Your objective -
Gather every line from the items below that contains the word "blazer". Case counts, so match capital and small letters.

Data provided -
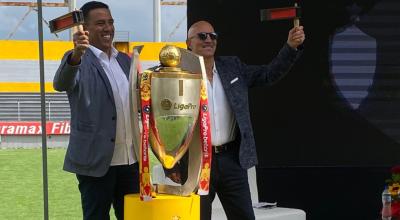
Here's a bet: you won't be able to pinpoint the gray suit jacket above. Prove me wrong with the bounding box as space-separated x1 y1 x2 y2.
215 44 300 169
53 49 130 177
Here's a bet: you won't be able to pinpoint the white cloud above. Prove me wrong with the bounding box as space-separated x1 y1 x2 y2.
0 0 186 41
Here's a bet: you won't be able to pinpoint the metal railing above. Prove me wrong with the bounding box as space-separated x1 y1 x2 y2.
0 94 71 121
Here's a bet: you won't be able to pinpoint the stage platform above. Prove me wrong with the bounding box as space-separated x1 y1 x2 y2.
211 167 306 220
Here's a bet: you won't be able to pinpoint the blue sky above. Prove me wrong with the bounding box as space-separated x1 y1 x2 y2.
0 0 186 41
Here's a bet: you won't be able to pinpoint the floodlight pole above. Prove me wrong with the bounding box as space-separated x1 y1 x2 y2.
153 0 161 42
37 0 49 220
68 0 76 41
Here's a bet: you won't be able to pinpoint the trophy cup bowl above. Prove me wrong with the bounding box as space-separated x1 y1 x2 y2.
149 46 201 169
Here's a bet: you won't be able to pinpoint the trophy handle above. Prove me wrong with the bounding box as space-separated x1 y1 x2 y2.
129 45 143 160
156 123 202 196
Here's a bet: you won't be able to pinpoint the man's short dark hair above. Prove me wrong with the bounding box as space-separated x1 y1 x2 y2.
81 1 110 20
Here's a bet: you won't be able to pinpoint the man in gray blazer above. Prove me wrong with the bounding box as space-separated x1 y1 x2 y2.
186 21 305 220
54 1 139 220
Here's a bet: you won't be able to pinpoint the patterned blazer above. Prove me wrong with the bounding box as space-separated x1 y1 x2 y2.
215 44 300 169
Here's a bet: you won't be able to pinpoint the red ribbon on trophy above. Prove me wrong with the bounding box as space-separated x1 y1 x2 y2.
139 71 152 201
197 79 212 195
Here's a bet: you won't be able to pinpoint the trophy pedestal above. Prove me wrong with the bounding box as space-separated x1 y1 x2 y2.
124 194 200 220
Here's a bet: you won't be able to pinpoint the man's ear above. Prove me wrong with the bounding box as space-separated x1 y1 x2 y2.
186 39 192 51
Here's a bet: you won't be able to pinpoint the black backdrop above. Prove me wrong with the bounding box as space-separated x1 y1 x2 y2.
188 0 400 219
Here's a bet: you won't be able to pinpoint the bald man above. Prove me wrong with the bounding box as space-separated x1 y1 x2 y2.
186 21 305 220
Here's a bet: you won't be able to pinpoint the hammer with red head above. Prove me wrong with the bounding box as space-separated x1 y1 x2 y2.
261 3 301 27
49 10 84 33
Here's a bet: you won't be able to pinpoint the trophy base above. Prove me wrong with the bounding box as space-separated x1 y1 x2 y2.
124 194 200 220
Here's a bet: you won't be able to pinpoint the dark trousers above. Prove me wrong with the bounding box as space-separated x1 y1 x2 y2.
76 163 139 220
201 148 255 220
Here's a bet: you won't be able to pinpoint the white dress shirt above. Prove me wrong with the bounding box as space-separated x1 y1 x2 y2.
207 63 236 146
89 45 137 166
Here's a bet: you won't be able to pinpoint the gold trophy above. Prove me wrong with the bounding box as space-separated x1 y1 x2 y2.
125 45 211 219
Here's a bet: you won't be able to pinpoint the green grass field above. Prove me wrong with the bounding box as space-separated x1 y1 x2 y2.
0 149 115 220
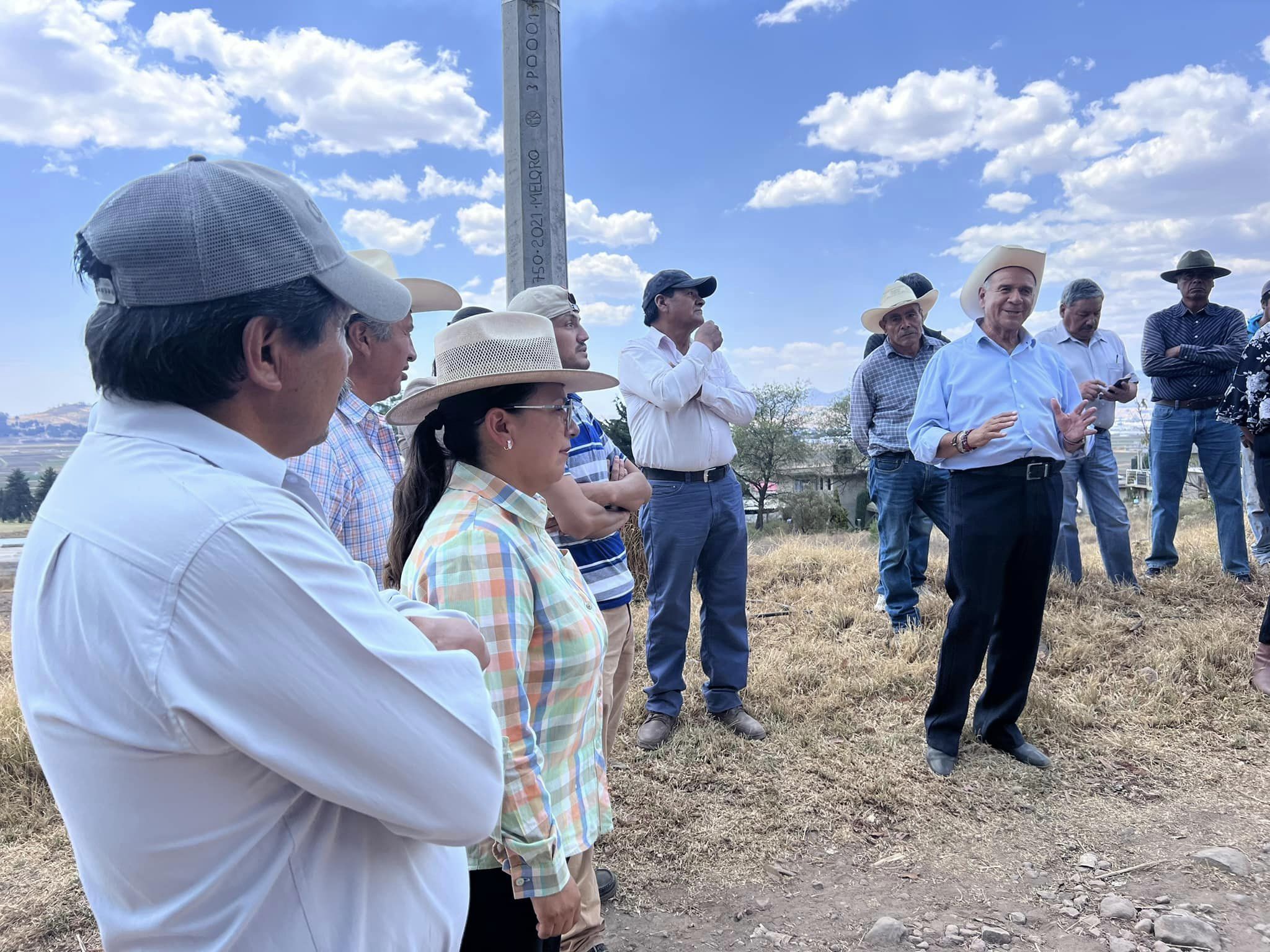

Exercise output -
Here's a bet: you won't be able to pinpoint the man in gray blazer above. Prove me wrong with the bounding box as space-separated x1 y1 x2 y2.
Here's a bet: you won't be able to pinpoint the patterned blazer above. Prove me wrong with the bounding box as space-separated x1 y1 x2 y2.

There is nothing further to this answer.